May 08, 2017 - 09:00

Many households in the central province of Quảng Bình plant local timbers in the forest instead of other kinds of trees such as cajuputs, and the way bring them billions of đồng and also help them protect local environment as well as maintain different kinds of local valuable trees.

Tree seedlings watered in a nursery in Quảng Bình Province. - VNA/VNS Photo Quang Quyết
Viet Nam News

QUẢNG BÌNH – A former plunderer of valuable trees in the nation’s forests is now making a decent living from planting and nurturing them.

He is part of a growing trend in the central province of Quảng Bình where residents are planting trees that used to grow in local forests instead of easily harvestable ones like cajeput.

The longer-term strategy is helping them earn billions of đồng while better protecting the local environment and helping preserve different kinds of valuable local trees.

A four-hectare forest in Hà Village, Thanh Hóa Commune, Tuyên Hóa District, has valuable trees said to be facing a high risk of extinction, like ironwood, canary-wood and aloe wood.

The forest is the lifelong achievement of farmer Đinh Xuân Diễn, 78.

Diễn said that in 1997, after a long time of working as illegal logger, he quit the job, unable to witness anymore the destruction he and his peers were wreaking on the nation’s forest and the environment. At that time, the State was encouraging citizens to join a campaign of planting forests.

Diễn decided to take wild piece of land, which happened to be a national historic site, to plant trees and set up a farm.

Unlike like other people, Diễn did not plant trees like eucalyptus and cajeput, focusing instead on what used to grow traditionally in the area, like ironwood, canary-wood and aloe wood.

At that time, no person in the area could germinate these trees, so Diễn took saplings from the forest. He did this over many years, taking saplings from the forest and planting them on his land. His patience and care has seen his forest grow to more than 2,000 ironwood trees, 500 canary wood trees and thousands of other trees.

- Information provided
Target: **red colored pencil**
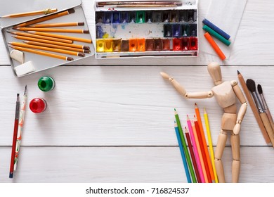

- Jobs
a) Retype the article about tree planting in Quảng Bình between "Many households in" and "local valuable trees.", inclusive.
b) Answer these questions using the article about tree planting in Quảng Bình:
(i) How old is the farmer Đinh Xuân Diễn?
(ii) In what year did Diễn quit working as an illegal logger?
(iii) How many ironwood trees has his forest grown to?
The lines have no role in this work.

- Exercise answers
a)
Many households in the central province of Quảng Bình plant local timbers in the forest instead of other kinds of trees such as cajuputs, and the way bring them billions of đồng and also help them protect local environment as well as maintain different kinds of local valuable trees.

b)
(i) 78
(ii) 1997
(iii) More than 2,000